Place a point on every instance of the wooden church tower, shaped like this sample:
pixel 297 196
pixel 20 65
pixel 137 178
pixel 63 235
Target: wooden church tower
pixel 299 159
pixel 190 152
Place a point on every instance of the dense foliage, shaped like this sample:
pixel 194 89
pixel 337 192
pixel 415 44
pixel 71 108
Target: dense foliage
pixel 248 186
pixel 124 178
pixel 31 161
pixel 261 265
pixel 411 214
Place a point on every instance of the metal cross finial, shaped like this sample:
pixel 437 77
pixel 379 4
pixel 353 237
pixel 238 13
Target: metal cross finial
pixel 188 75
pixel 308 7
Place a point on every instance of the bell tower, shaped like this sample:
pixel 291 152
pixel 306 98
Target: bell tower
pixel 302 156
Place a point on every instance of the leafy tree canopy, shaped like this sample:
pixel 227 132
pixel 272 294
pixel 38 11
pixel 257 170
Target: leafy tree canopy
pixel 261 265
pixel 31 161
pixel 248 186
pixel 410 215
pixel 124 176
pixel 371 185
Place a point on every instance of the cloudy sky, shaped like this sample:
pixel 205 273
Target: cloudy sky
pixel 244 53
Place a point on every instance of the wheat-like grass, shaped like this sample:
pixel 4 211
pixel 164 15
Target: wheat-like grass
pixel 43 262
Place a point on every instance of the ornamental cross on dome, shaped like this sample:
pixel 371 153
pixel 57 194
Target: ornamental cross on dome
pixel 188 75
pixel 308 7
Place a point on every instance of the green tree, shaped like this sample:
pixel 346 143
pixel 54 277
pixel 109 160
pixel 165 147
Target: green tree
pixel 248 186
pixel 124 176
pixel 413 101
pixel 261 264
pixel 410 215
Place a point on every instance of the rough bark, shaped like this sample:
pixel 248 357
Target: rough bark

■ **Work to complete**
Print the listing above in its entirety, with every line exact.

■ **Solution to this problem**
Place a point on every instance of the wooden church tower, shaped like this sample:
pixel 297 196
pixel 20 65
pixel 137 178
pixel 63 235
Target: wooden church tower
pixel 299 159
pixel 190 152
Place a point on every instance of the dense foliage, shaped like this sample:
pixel 194 89
pixel 337 192
pixel 415 44
pixel 71 108
Target: dense foliage
pixel 248 186
pixel 124 178
pixel 31 161
pixel 261 265
pixel 411 214
Place a point on every instance of the metal cross finial, shaped like this sample:
pixel 437 77
pixel 379 4
pixel 353 237
pixel 238 13
Target: metal cross finial
pixel 188 75
pixel 308 7
Place a point on every instance of the bell tower, shaped like this sample:
pixel 291 152
pixel 306 98
Target: bell tower
pixel 302 156
Place a point on every instance of the leafy tree canopy, shaped like this sample:
pixel 227 132
pixel 272 294
pixel 38 11
pixel 257 170
Target: leafy tree canopy
pixel 261 265
pixel 31 161
pixel 248 186
pixel 410 215
pixel 124 176
pixel 371 185
Place a point on every instance of the cloudy sky, shaped like this sample:
pixel 205 273
Target: cloudy sky
pixel 244 53
Place a point on every instance of the wheat-like grass, shaped like this sample:
pixel 4 211
pixel 164 15
Target: wheat-like grass
pixel 43 262
Place a point on every instance of the ornamental cross on dome, shaped like this sample:
pixel 371 153
pixel 57 194
Target: ornamental cross on dome
pixel 188 75
pixel 308 7
Place a point on every instance of the green tree, shaped like this sample:
pixel 346 143
pixel 54 277
pixel 109 160
pixel 165 147
Target: green tree
pixel 248 186
pixel 124 176
pixel 413 101
pixel 261 264
pixel 410 215
Place a point on every instance of the rough bark, shaped like this sample:
pixel 248 357
Target: rough bark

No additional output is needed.